[DOCUMENTO]

Todo va a depender de la personalidad del individuo. Pasemos a analizar, pues, estos dos extremos, puesto que en medio hay un porcentaje de ciudadanos que son capaces de opinar sobre ciertos asuntos y que evitan manifestarse sobre aquello que ignoran. Un 2 ó 3% más o menos.
La persona que opina sobre todo suele tener su habitat en barras de bares, sobremesas caseras, sillones de pubs y tertulias varias. Presionado por el entorno, este individuo no puede evitar entrar cual miura a todos los trapos que se le pongan delante para demostrar su ignorancia sobre diversas materias mediante una ostentosa exhibición de comentarios que quiere hacer pasar por eruditos. Allá donde se vea a alguien sentado cátedra sobre asuntos de cualquier índole tendremos delante a una persona acomplejada a la vez que temeraria. No es extraño la reunión de cuatro, cinco o un número superior de catedráticos para debatir cualquier asunto que se les ocurra (y se les ocurren asuntos de debate a la velocidad de la luz) con la concurrencia de diversos tipos de bebidas alcohólicas para refrescar el gaznate y engrasar la maquinaria cerebral (en realidad, la entorpecen).
Un asunto muy interesante tiene que ver con la manera en que se genera una determinada opinión o punto de vista. Recuerdo que en mi ya lejana (ay) juventud, me pasé décadas forjando mis planteamientos en base a una sencilla premisa: sostener exactamente lo contrario que mis interlocutores. Muchas veces en contra de mi propio pensamiento. Se trataba de pasar el rato de la manera más divertida posible, y ¿qué mayor diversión que una buena disputa? Un día me ponía a discutir con alguien que opinaba B a base de defender A y al día siguiente me veía defendiendo B porque el otro opinaba A. Con esto lo que hacía era irritar a mi pareja, que terminaba suplicando a todo el mundo que no me hiciesen caso, que estaba discutiendo por el placer de discutir. Y era verdad: me lo pasaba pipa. Juventud, divino tesoro.

[TAREA ASIGNADA 1] Localiza en el listado todas las líneas que contienen la palabra "nutria" y cópialas.
El texto y el listado no tienen relación entre sí.

[Registros de señalamiento de objetos por nombre]
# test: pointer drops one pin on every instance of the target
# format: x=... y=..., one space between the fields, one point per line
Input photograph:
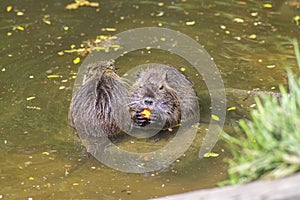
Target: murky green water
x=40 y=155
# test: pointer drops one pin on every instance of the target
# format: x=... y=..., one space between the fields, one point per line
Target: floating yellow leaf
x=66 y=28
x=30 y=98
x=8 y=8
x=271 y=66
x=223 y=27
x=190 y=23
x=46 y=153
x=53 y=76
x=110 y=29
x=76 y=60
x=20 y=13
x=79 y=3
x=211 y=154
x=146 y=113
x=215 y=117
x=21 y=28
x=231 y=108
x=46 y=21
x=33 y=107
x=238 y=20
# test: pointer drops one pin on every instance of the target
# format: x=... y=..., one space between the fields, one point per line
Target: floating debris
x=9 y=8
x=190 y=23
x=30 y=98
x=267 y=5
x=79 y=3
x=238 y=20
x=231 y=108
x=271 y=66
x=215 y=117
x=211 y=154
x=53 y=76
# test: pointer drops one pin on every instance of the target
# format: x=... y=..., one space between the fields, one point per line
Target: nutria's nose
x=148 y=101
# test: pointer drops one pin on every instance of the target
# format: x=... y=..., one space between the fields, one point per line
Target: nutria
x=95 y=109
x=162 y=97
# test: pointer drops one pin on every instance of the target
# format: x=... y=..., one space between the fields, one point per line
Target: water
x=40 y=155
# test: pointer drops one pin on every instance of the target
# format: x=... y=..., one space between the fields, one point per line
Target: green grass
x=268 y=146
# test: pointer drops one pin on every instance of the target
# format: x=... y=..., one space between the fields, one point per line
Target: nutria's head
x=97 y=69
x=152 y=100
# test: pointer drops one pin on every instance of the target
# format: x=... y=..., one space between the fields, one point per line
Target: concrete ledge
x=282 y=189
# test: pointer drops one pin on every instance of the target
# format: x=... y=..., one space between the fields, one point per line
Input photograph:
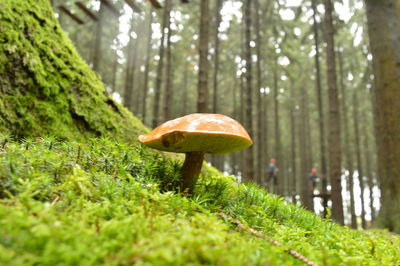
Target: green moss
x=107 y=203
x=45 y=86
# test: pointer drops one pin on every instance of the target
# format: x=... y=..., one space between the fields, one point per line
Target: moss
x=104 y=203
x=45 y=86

* * *

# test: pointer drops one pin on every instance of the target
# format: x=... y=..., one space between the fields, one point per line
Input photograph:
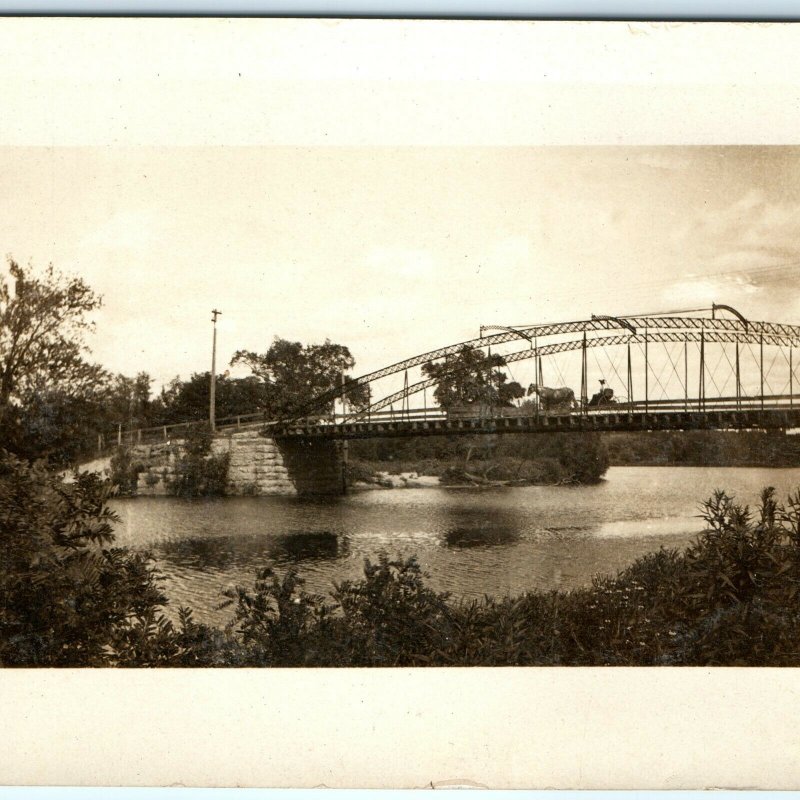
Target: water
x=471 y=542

[TAREA ASIGNADA 2]
Responde a estas preguntas sobre el texto acerca de quienes opinan de todo:
(a) ¿Qué porcentaje aproximado de ciudadanos se sitúa entre los dos extremos?
(b) ¿Dónde suele tener su hábitat la persona que opina sobre todo?
(c) ¿Qué premisa seguía quien escribe, en su juventud, para forjar sus planteamientos?

[RESPUESTA COMPLETA 1]
Target: nutria's nose
Target: nutria
Target: nutria's head

[RESPUESTA COMPLETA 2]
(a) Un 2 o 3 %, más o menos.
(b) En barras de bares, sobremesas caseras, sillones de pubs y tertulias varias.
(c) Sostener exactamente lo contrario que sus interlocutores.